> _WRITTEN TASK_: Can you update the entries starting at the line that has "Place a point on every instance of the white blossoming" and running through the last entry, swapping "blossoming" for "flowering" and changing nothing else? Return only those updated lines.

═════ DATA TO USE ═════

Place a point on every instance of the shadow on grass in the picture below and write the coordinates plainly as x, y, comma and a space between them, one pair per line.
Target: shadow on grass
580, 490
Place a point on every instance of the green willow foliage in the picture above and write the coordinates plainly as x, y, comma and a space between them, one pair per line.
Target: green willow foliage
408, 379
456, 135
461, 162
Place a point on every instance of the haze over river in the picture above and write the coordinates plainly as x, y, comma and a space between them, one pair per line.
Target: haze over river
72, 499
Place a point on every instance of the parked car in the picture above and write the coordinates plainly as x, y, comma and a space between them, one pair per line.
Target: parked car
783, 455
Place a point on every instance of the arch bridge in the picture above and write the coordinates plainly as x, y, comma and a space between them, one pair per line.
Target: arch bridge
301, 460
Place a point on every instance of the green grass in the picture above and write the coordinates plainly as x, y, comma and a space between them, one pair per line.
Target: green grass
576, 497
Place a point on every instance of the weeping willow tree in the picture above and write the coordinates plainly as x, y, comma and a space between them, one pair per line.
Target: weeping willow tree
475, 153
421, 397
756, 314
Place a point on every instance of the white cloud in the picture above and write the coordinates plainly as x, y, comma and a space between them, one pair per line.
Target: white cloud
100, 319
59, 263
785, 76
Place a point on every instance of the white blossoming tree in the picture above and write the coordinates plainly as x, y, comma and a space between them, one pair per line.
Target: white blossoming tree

═════

> _THE RESPONSE_:
Place a point on every instance of the white flowering tree in the picture above and write the coordinates plainly as x, y, comma and a space between them, one pair per line.
Target: white flowering tree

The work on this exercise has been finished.